What you need to do:
Start to finish, copy the data exactly.

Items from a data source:
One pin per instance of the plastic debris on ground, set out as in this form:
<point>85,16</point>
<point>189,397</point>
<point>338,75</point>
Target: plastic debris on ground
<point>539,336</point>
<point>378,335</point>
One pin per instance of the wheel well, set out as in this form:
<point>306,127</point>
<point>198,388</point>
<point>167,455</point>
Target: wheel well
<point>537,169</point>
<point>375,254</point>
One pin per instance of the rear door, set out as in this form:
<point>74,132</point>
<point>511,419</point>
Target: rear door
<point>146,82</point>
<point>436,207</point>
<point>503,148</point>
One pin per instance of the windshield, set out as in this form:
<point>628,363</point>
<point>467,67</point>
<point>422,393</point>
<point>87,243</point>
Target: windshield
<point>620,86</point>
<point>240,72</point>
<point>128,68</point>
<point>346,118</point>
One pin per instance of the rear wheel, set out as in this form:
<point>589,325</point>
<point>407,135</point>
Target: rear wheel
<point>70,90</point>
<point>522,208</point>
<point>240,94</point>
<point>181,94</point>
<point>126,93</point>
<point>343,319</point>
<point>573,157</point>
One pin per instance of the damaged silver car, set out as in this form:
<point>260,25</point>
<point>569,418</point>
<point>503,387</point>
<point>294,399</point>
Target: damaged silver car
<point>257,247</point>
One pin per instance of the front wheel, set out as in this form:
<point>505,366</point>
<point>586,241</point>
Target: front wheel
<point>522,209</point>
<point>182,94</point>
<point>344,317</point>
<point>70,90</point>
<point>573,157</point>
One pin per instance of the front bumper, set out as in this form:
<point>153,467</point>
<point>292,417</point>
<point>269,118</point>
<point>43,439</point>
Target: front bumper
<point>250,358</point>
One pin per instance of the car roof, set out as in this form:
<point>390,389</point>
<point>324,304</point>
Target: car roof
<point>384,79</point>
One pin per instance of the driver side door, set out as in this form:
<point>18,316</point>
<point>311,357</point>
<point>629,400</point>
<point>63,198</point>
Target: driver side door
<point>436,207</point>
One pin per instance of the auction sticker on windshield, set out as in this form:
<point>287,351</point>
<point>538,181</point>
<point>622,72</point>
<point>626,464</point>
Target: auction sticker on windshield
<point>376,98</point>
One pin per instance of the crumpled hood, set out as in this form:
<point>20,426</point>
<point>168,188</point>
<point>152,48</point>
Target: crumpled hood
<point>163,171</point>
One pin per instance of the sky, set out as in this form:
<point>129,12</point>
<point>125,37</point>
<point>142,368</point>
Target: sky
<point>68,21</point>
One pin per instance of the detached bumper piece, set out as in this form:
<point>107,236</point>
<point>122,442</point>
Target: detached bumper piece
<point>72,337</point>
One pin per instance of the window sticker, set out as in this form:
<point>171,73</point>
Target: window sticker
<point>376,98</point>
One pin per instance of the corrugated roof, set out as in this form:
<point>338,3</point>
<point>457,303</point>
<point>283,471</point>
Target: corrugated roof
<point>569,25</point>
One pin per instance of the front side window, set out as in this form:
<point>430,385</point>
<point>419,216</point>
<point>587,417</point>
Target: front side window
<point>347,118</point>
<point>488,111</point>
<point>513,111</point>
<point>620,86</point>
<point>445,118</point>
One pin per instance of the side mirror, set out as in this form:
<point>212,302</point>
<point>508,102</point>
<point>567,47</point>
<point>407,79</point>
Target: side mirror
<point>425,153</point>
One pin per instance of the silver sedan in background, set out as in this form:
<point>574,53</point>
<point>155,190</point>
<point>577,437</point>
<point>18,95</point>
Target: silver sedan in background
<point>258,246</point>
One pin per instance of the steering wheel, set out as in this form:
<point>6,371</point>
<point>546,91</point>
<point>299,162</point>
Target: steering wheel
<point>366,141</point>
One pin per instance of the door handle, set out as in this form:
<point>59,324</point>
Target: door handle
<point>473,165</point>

Written answer:
One pin per instance of the plastic debris on ground, set out as in this form:
<point>85,16</point>
<point>189,397</point>
<point>338,75</point>
Target: plastic debris on ground
<point>539,336</point>
<point>378,335</point>
One pin per instance of the wheel well, set out as in this form:
<point>306,127</point>
<point>198,388</point>
<point>167,455</point>
Target: wheel well
<point>537,169</point>
<point>375,254</point>
One pin per instance of the rear door, set out as in this form:
<point>74,132</point>
<point>511,419</point>
Target: rear door
<point>146,82</point>
<point>436,207</point>
<point>503,148</point>
One pin per instance of the windshield, set out as in this form:
<point>628,363</point>
<point>467,67</point>
<point>422,393</point>
<point>87,243</point>
Target: windshield
<point>620,86</point>
<point>240,72</point>
<point>128,68</point>
<point>346,118</point>
One pin per instance of the rear wheel, set out as in this form:
<point>589,325</point>
<point>407,135</point>
Target: rear wheel
<point>70,90</point>
<point>522,208</point>
<point>240,94</point>
<point>181,94</point>
<point>126,93</point>
<point>343,319</point>
<point>573,157</point>
One pin per instance of the damaged silver car, set out as in this form:
<point>260,25</point>
<point>569,418</point>
<point>503,387</point>
<point>294,399</point>
Target: damaged silver car
<point>257,247</point>
One pin per instance of the front wheel, set out as in this form:
<point>505,366</point>
<point>586,241</point>
Target: front wheel
<point>522,209</point>
<point>182,94</point>
<point>344,317</point>
<point>70,90</point>
<point>573,157</point>
One pin per instance of the front bumper, set out as in this form:
<point>153,467</point>
<point>292,417</point>
<point>269,118</point>
<point>43,439</point>
Target: front bumper
<point>250,358</point>
One pin per instance of the car roof, set out as in this form:
<point>390,389</point>
<point>324,304</point>
Target: car roof
<point>384,79</point>
One pin per instance of the driver side door, set out as in this form:
<point>18,316</point>
<point>311,357</point>
<point>629,400</point>
<point>63,198</point>
Target: driver side door
<point>436,207</point>
One pin per instance of the auction sticker on windshield, set out as in this form:
<point>287,351</point>
<point>538,181</point>
<point>622,72</point>
<point>626,464</point>
Target: auction sticker on windshield
<point>376,98</point>
One pin per instance of the crumpled hood, set out as in this form:
<point>20,426</point>
<point>168,188</point>
<point>152,48</point>
Target: crumpled hood
<point>163,171</point>
One pin per instance of the sky, set out as in this form:
<point>129,12</point>
<point>125,37</point>
<point>142,368</point>
Target: sky
<point>68,21</point>
One pin per instance of the detached bumper piece, set out as in this form:
<point>107,236</point>
<point>122,442</point>
Target: detached bumper piece
<point>72,337</point>
One pin per instance of the window sticker, set out as in this form:
<point>171,73</point>
Target: window sticker
<point>376,98</point>
One pin per instance of the corrugated roof, set out as in this form:
<point>338,3</point>
<point>457,303</point>
<point>283,471</point>
Target: corrugated roof
<point>569,25</point>
One pin per instance of the front side window, set out as in this form:
<point>430,385</point>
<point>419,216</point>
<point>587,417</point>
Target: front side window
<point>347,118</point>
<point>488,111</point>
<point>513,111</point>
<point>620,86</point>
<point>445,118</point>
One pin per instance of the side mirror, set out as in this form:
<point>212,302</point>
<point>508,102</point>
<point>567,47</point>
<point>407,79</point>
Target: side mirror
<point>425,153</point>
One pin per instance of the silver sedan in background, set out as in this form:
<point>574,53</point>
<point>155,190</point>
<point>577,437</point>
<point>18,95</point>
Target: silver sedan in background
<point>258,246</point>
One pin per instance of the steering wheel, set out as in this form:
<point>6,371</point>
<point>546,91</point>
<point>299,162</point>
Target: steering wheel
<point>366,141</point>
One pin per instance of the door handle, set out as in this form:
<point>59,324</point>
Target: door handle
<point>473,165</point>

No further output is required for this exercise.